*Exercise data*.
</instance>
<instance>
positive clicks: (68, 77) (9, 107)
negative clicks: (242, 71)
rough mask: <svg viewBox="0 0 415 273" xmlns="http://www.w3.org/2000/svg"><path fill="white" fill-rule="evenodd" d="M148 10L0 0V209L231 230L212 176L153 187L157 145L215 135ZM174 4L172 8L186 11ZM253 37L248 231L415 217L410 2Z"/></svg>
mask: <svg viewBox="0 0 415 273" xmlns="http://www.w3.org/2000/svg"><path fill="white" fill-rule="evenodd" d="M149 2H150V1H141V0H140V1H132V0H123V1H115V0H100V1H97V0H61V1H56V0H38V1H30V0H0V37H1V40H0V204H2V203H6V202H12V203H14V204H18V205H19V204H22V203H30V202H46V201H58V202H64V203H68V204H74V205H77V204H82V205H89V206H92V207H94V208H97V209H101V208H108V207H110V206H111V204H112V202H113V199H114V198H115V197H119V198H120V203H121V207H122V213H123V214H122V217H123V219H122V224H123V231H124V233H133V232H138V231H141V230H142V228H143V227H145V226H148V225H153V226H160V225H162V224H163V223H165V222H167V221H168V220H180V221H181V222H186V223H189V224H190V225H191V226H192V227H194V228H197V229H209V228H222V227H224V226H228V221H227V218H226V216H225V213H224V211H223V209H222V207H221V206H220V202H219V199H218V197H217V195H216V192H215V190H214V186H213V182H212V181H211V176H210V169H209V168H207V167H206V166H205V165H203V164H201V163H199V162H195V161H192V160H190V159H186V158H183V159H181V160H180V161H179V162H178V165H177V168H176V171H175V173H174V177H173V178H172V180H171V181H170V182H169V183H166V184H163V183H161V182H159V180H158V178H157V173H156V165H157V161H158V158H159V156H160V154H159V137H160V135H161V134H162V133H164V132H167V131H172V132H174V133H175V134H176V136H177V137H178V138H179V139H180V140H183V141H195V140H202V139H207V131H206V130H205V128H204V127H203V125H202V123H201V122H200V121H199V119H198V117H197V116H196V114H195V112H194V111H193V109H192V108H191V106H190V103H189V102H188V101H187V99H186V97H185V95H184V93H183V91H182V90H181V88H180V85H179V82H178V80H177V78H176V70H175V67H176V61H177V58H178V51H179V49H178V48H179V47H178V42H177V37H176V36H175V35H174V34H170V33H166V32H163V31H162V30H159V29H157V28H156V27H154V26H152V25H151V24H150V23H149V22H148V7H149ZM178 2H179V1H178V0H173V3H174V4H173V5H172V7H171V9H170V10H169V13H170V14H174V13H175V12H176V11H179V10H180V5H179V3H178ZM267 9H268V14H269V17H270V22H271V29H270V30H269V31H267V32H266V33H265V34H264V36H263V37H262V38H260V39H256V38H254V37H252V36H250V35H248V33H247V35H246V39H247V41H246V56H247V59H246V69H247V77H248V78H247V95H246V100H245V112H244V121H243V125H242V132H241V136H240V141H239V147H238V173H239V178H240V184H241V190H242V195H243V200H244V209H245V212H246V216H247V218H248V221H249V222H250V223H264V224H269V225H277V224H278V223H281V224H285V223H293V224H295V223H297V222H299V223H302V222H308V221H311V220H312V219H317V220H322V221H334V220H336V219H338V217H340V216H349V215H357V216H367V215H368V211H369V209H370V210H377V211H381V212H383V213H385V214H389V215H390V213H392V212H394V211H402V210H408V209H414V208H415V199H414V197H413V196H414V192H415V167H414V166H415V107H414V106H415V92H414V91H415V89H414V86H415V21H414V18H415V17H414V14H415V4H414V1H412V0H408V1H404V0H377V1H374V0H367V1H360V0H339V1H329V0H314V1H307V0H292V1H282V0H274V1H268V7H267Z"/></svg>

*What to work on*. Give back every line from the beginning of the records through the line holding "negative clicks: (242, 71)", exactly as it reads, and leave out the rest.

*Task result*.
</instance>
<instance>
positive clicks: (68, 77) (9, 107)
negative clicks: (242, 71)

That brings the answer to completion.